### Text to read
>> start

RIYADH: The International Islamic Trade Finance Corporation has signed a €40 million ($45.43 million) Murabaha financing agreement with the African nation of Comoros to support its energy sector, the Saudi Press Agency reported.

A member of the Islamic Development Bank Group, ITFC stated that the funding will ensure a stable supply of refined petroleum products and help drive growth in vital sectors such as agriculture, manufacturing, and services.

The agreement aligns with the UN’s Sustainable Development Goal 7, which focuses on ensuring universal access to affordable, reliable, sustainable, and modern energy by 2030. 

It aims to increase renewable energy adoption, enhance fuel efficiency, and expand infrastructure in developing countries..

This financing deal addresses Comoros’ immediate energy needs while enhancing its resilience to global supply disruptions by guaranteeing uninterrupted fuel access for its economy.

ITFC has a long-standing track record of delivering trade finance solutions to member countries, particularly those with developing economies.

>> end

### Instruction
Transcribe the entire article on the Comoros energy financing agreement word for word, keeping every line and punctuation mark unchanged.

### Supplied material
>> start

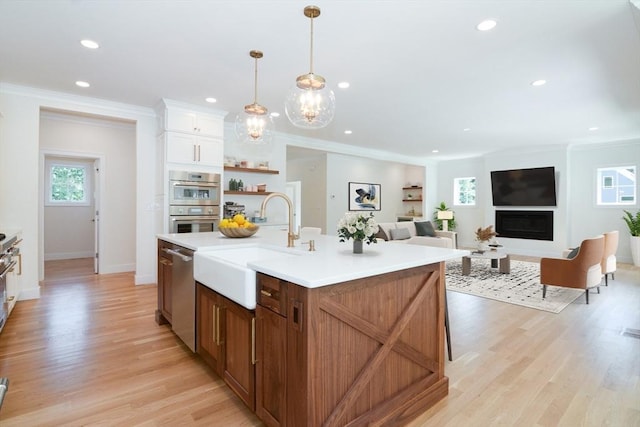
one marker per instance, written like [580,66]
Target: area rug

>> end

### Reply to the task
RIYADH: The International Islamic Trade Finance Corporation has signed a €40 million ($45.43 million) Murabaha financing agreement with the African nation of Comoros to support its energy sector, the Saudi Press Agency reported.

A member of the Islamic Development Bank Group, ITFC stated that the funding will ensure a stable supply of refined petroleum products and help drive growth in vital sectors such as agriculture, manufacturing, and services.

The agreement aligns with the UN’s Sustainable Development Goal 7, which focuses on ensuring universal access to affordable, reliable, sustainable, and modern energy by 2030. 

It aims to increase renewable energy adoption, enhance fuel efficiency, and expand infrastructure in developing countries..

This financing deal addresses Comoros’ immediate energy needs while enhancing its resilience to global supply disruptions by guaranteeing uninterrupted fuel access for its economy.

ITFC has a long-standing track record of delivering trade finance solutions to member countries, particularly those with developing economies.